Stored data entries
== Segment start ==
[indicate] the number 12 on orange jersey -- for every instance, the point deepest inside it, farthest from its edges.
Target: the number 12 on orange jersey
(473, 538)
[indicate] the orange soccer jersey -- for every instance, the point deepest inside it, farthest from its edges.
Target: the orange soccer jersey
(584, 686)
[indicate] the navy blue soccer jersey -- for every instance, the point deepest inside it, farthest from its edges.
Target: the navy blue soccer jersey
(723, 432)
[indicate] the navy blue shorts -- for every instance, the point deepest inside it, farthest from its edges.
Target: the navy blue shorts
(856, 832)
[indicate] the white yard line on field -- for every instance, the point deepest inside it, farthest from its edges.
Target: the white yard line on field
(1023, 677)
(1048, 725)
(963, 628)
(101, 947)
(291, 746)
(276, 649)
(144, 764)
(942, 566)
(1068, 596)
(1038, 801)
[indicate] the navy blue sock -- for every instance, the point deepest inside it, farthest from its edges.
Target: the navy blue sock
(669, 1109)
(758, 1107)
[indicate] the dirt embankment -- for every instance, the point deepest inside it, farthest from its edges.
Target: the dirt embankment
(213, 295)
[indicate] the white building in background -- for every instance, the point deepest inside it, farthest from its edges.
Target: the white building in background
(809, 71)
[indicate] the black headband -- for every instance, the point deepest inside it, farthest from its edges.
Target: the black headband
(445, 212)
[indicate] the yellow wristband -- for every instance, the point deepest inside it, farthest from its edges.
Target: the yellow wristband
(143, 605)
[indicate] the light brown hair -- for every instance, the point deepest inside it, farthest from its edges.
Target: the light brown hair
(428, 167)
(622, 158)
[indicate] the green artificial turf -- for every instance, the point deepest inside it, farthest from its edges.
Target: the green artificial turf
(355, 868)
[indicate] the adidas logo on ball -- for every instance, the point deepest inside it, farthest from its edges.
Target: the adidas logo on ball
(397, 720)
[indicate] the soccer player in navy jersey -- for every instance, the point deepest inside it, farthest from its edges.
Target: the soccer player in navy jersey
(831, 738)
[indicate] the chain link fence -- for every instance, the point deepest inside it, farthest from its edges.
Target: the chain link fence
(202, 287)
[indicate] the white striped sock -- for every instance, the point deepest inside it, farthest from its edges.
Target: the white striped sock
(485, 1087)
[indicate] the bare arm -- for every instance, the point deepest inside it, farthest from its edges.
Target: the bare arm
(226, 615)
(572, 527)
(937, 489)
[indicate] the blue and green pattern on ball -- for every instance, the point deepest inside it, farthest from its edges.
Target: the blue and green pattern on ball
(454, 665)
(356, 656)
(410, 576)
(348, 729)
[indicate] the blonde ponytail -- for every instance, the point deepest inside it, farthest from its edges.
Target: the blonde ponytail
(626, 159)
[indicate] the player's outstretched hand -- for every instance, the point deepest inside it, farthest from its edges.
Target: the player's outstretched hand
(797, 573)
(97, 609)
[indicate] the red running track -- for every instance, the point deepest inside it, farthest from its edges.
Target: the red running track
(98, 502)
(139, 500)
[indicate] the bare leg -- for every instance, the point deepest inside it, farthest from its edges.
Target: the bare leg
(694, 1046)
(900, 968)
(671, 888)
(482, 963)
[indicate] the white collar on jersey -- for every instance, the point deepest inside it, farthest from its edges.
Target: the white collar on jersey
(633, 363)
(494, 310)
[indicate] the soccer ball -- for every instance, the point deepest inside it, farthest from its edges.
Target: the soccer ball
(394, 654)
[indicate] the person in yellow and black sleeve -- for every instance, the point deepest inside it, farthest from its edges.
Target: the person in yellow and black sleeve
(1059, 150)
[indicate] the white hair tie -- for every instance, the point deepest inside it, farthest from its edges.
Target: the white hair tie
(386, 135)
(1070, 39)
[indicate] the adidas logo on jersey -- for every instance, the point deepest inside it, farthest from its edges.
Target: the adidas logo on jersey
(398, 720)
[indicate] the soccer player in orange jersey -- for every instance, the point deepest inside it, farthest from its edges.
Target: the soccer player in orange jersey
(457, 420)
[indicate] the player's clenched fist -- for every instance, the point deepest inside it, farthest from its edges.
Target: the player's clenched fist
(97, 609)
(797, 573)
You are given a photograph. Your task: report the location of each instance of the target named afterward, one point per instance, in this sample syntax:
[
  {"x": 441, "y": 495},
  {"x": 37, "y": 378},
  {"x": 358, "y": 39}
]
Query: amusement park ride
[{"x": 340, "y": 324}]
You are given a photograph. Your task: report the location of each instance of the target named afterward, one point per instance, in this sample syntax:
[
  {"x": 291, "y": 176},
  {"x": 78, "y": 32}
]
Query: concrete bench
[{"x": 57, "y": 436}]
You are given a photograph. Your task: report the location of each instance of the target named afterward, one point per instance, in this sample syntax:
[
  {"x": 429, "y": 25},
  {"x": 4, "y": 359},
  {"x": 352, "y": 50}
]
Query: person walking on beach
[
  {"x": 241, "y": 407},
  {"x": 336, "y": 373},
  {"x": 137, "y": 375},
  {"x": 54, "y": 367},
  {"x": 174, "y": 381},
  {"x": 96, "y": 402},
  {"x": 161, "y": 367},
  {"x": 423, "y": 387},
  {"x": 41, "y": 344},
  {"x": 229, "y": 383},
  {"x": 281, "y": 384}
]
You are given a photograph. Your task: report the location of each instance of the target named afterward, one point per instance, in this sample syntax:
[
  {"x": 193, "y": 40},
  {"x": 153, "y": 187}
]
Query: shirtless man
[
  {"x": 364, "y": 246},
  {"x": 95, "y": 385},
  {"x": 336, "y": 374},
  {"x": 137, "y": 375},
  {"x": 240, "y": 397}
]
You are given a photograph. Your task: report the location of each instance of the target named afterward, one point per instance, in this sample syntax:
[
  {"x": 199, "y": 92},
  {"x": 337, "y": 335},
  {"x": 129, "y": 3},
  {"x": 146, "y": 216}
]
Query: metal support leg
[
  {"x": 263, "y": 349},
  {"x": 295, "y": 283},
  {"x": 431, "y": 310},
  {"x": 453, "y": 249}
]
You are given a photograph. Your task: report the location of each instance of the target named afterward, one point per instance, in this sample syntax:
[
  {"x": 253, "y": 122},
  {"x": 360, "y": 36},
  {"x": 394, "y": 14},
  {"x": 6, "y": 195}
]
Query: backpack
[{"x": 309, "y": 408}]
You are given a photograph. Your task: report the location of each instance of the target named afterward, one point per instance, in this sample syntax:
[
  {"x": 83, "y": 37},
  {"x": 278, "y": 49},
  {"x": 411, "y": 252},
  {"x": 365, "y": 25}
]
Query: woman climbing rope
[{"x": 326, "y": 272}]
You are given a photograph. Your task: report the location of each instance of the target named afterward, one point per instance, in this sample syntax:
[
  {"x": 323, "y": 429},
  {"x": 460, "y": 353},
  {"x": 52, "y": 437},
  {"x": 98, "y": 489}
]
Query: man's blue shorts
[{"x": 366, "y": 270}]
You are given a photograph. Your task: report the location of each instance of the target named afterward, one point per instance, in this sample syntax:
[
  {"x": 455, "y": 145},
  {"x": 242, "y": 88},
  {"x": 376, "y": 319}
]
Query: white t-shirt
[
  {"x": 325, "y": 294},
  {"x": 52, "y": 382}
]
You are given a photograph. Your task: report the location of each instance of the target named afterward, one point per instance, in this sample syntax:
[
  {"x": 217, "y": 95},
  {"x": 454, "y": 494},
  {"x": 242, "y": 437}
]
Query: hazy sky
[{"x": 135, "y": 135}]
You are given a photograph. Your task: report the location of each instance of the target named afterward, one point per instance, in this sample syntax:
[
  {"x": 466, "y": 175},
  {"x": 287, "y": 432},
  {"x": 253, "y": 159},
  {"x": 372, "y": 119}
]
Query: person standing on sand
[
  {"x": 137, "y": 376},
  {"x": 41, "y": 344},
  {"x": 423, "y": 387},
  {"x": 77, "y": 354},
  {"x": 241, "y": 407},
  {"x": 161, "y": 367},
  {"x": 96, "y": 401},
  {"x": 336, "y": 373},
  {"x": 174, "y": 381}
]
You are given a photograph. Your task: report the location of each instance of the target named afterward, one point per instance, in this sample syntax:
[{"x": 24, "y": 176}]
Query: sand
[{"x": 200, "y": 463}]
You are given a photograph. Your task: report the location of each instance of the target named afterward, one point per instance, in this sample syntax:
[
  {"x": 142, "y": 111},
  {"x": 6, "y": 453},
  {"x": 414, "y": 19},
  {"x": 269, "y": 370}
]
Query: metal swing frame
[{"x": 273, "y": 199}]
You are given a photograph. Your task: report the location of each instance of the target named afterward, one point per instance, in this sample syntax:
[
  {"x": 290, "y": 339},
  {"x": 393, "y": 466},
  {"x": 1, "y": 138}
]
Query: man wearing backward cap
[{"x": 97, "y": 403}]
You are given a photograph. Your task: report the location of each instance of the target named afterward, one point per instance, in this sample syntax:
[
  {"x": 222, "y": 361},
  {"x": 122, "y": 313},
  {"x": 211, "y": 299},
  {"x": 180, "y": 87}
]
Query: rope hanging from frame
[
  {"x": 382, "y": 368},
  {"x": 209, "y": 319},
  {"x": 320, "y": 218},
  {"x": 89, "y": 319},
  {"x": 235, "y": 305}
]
== Segment end ==
| Instructions for the task |
Write out exactly the lines above between the line with "Target: the person in yellow and black sleeve" and the line with "[indicate] the player's clenched", inclusive, and nothing beyond them.

| Solution |
Target: the person in yellow and black sleeve
(1059, 150)
[indicate] the white hair tie -- for every instance, the point deepest inside it, farthest from its edges.
Target: the white hair tie
(386, 135)
(1070, 39)
[indicate] the adidas logo on jersey -- for every instance, the point deepest inside it, farthest from its edges.
Target: the adidas logo on jersey
(398, 720)
[indicate] the soccer player in orange jersey -- for every instance, the point deepest inside it, farthest from its edges.
Target: the soccer player in orange jersey
(457, 420)
[indicate] the player's clenched fist -- for every instance, the point deepest inside it, farthest from its edges.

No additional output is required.